EXERCISE TASKS
1: Answer these questions from the passage about MENACE:
(a) How many matchboxes went into MENACE?
(b) Where did Donald Michie work alongside Alan Turing during World War II?
(c) What led to the creation of MENACE?
2: Write the next part of the passage about MENACE, picking up after its final sentence.

TEXT PASSAGE

1.4 MENACE: The Matchbox Learning Machine

MENACE (Machine Educable Noughts And Crosses Engine) was a mechanical computer built in 1961 by Donald Michie, a pioneering artificial intelligence researcher. This remarkable machine, constructed from 304 matchboxes and colored beads, could learn to play tic-tac-toe (noughts and crosses) through reinforcement learning—years before modern computers made such experiments commonplace.

History and Context

The Creator: Donald Michie

Donald Michie (1923-2007) was a British researcher who had worked on code-breaking during World War II alongside Alan Turing at Bletchley Park. Fifteen years after the war, Michie wanted to demonstrate the principles of machine learning and artificial intelligence, but faced a significant challenge: computers were not readily available for such experimental purposes in 1960.

Origin of MENACE

MENACE was created as the result of a bet with a computer science colleague who claimed that such a learning machine was impossible. Michie took on the challenge, constructing a functional mechanical computer from matchboxes and beads as a "fun project" that later became an important demonstration tool.

(Labeled region records)
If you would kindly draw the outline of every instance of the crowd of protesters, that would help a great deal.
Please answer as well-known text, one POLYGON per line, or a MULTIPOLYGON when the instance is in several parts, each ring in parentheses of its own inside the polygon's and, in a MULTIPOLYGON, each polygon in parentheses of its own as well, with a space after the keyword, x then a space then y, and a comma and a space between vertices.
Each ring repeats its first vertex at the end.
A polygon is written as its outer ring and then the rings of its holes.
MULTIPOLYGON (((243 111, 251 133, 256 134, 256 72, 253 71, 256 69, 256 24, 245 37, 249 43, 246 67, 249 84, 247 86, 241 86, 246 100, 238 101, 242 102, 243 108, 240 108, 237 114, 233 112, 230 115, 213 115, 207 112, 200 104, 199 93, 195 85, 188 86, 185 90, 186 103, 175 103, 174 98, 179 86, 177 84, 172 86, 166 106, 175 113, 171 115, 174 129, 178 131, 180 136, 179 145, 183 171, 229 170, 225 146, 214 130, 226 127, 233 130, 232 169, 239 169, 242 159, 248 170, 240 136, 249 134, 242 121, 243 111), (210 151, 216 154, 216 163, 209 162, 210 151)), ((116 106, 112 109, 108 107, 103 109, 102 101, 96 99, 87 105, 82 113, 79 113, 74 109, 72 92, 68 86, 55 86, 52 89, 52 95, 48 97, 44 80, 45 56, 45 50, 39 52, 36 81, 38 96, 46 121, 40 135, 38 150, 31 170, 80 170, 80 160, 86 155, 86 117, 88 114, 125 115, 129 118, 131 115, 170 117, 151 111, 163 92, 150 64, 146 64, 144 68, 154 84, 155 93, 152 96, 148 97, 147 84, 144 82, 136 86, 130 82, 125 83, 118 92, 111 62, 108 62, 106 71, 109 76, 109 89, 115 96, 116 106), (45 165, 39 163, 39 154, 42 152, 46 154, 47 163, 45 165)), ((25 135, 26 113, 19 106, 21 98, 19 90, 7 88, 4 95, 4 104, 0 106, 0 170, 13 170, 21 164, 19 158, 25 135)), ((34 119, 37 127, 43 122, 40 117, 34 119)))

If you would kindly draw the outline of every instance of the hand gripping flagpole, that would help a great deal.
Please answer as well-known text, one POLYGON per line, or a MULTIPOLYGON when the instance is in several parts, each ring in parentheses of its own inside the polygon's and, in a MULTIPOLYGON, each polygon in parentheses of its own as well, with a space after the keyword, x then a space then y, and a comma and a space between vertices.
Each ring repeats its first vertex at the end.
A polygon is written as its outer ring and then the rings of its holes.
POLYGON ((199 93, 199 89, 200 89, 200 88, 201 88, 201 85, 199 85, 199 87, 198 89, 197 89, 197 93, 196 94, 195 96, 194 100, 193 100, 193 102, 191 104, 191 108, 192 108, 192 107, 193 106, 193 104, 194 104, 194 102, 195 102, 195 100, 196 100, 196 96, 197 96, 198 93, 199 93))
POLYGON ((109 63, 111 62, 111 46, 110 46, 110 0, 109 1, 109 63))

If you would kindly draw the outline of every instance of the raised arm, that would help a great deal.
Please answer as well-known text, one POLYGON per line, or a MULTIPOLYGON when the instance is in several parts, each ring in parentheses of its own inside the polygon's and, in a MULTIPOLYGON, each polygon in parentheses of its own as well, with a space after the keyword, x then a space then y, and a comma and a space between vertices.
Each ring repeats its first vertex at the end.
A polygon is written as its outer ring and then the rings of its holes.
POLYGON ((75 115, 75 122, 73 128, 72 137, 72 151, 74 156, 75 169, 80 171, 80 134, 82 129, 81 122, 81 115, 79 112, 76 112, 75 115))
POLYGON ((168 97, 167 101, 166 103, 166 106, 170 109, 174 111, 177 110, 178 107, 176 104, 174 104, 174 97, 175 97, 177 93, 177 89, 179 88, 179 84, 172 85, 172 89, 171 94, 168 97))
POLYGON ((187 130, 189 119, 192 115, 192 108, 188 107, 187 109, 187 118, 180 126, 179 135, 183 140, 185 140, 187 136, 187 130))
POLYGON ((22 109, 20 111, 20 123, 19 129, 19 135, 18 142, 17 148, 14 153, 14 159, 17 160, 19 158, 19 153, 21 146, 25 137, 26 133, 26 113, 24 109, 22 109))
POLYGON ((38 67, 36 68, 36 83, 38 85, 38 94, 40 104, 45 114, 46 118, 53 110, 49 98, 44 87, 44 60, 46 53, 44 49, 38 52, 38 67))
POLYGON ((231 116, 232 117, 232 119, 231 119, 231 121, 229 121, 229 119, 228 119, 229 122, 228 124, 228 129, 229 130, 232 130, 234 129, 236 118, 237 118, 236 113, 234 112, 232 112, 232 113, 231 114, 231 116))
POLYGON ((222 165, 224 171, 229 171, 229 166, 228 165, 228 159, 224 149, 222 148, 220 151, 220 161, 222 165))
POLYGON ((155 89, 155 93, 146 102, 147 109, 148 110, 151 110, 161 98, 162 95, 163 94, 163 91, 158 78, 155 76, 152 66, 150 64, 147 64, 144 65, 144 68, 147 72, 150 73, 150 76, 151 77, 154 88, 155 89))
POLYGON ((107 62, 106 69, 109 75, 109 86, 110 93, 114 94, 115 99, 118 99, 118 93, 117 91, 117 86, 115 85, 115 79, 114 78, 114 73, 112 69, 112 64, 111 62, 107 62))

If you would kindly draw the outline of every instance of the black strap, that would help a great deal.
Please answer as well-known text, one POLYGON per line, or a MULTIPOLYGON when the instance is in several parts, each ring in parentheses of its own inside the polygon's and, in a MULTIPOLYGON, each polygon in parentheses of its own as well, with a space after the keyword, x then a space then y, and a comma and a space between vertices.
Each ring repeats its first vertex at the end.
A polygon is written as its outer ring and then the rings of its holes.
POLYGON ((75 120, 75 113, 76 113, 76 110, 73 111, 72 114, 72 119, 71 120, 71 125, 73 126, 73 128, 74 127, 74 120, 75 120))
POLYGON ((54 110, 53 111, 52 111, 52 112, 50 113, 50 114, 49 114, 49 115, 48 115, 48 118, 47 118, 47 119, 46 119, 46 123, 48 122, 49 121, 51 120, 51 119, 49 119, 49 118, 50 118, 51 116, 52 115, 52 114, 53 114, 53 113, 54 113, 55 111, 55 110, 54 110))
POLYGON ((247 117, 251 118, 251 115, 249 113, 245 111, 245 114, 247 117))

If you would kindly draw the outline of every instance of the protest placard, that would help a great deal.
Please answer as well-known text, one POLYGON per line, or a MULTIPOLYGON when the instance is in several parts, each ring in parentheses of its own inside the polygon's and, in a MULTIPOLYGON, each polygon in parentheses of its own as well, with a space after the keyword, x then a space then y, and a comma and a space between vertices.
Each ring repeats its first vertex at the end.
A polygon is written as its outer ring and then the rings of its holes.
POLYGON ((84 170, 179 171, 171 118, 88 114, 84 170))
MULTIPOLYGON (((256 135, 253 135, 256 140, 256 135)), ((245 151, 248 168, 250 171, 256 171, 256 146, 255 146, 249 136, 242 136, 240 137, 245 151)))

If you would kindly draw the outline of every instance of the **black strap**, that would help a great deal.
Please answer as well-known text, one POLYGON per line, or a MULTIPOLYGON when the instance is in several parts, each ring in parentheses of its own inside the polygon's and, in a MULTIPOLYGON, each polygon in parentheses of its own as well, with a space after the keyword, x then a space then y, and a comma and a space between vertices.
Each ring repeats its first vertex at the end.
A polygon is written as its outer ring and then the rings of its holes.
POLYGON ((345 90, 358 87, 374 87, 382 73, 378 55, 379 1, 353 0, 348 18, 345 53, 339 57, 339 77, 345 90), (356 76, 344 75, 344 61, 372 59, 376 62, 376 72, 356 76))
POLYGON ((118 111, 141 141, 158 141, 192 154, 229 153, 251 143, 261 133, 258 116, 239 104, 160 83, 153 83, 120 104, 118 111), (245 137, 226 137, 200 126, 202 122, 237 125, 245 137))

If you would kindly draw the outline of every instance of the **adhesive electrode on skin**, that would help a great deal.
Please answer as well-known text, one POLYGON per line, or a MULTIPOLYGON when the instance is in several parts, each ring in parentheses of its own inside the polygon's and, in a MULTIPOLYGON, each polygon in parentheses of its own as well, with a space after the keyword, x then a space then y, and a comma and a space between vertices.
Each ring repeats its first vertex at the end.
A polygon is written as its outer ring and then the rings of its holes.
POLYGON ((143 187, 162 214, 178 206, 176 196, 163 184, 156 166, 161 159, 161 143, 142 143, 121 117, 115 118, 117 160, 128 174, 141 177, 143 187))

ANSWERS TO THE EXERCISES
1:
(a) 304
(b) Bletchley Park
(c) A bet with a computer science colleague who claimed such a learning machine was impossible

2:
Michie completed his seminal essay "Experiments on the mechanization of game-learning" in 1963, describing MENACE's operation and introducing the "BOXES" algorithm—one of the earliest documented reinforcement learning systems.

How MENACE Works

Physical Construction

MENACE consists of:

  • 304 matchboxes: Each glued together in an arrangement similar to a chest of drawers
  • Colored beads: Each color represents a different move on the tic-tac-toe grid
  • V-shaped cards: Placed at the front of each matchbox tray to randomly select a bead

Each matchbox is labeled with a code number corresponding to a specific game state. After eliminating duplicate arrangements (rotations and mirror images), exactly 304 unique configurations are needed to represent all possible game states where MENACE needs to make a move.

Game Operation

How to Play Against MENACE
  1. MENACE always plays first as O (all matchboxes represent states from O's perspective)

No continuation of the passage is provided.